AUSGEWÄHLTER TEXT:
━━━
Wasserstoffinfrastruktur
Aufbau einer effizienten Wasserstoffinfrastruktur
Abbildung: Optimale Platzierung von Elektrolyseuren im deutschen Stromsystem für 2030.
von Armin Golla, Frederik vom Scheidt, Gruppe Smart Grids & Energy Markets,
Institut für Wirtschaftsinformatik und Marketing (IISM), KIT
Um die globale Erwärmung auf 1,5 Grad Celsius zu begrenzen, müssen die Treibhausgas-Emissionen spätestens bis 2050 auf Null reduziert werden. Dazu ist ein umfassender Umbau unseres Energiesystems nötig. In der Forschungsgruppe Smart Grids and Energy Markets am Institut für Wirtschaftsinformatik und Marketing des Karlsruher Instituts für Technologie (KIT) entwickeln und bewerten wir ökonomische Mechanismen zur Koordination von Angebot und Nachfrage in zukünftigen, digitalisierten Energiesystemen. Unser übergeordnetes Ziel ist dabei, den Aufbau eines nachhaltigen Energiesystems unter Berücksichtigung individueller Präferenzen und gesellschaftlicher Entwicklungen zu unterstützen.
━━━
AUSGANGSMATERIAL:

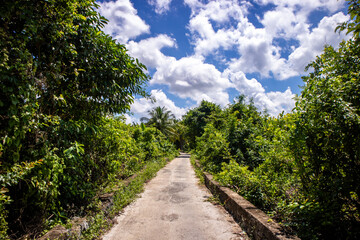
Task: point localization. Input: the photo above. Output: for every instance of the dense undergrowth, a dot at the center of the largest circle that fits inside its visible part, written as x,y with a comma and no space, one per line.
62,81
302,168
━━━
GESTELLTE AUFGABE: Wie könnte der Text über die Wasserstoffinfrastruktur nach seinem letzten Satz weitergehen? Liefern Sie eine passende Fortsetzung. Die Zeilen stehen in keinem Zusammenhang mit dem Text über die Wasserstoffinfrastruktur.

ERGEBNIS DER ÜBUNG:
Für solche nachhaltigen Energiesysteme sind die Treibhausgasemissionen des Verkehrssektors von großer Bedeutung, da sie 15 Prozent der globalen energiebezogenen Emissionen ausmachen und aktuell sogar weiter steigen. Innerhalb dieses Sektors sind PKW, LKW und der öffentliche Personennahverkehr (ÖPNV) für über drei Viertel der Emissionen verantwortlich. Daher sind Maßnahmen in diesen Teilsektoren von großer Bedeutung. Brennstoffzellenfahrzeuge, die mit emissionsfrei hergestelltem Wasserstoff betrieben werden, können hier einen Beitrag leisten. Die Bundesregierung hat für das Jahr 2030 konkrete Ziele für den Verkehrssektor sowohl für die Reduzierung der Treibhausgasemissionen als auch für die Nutzung von Wasserstoff festgelegt. Die verkehrsbedingten Emissionen sollen im Vergleich zu 1990 um 40 bis 42 Prozent reduziert werden. In der Nationalen Wasserstoffstrategie hat die Regierung im Juni 2020 angekündigt, den Ausbau von Wasserstofftankstellen voranzutreiben. Um der neuen Nachfrage gerecht zu werden, sind zudem fünf Gigawatt an inländischer Wasserstoffproduktionskapazität bis 2030 geplant. Diese Produktion soll aus sogenannten Elektrolyseuren kommen, einer Technologie, die unter Einsatz von Strom Wasser in Wasserstoff und Sauerstoff aufspaltet.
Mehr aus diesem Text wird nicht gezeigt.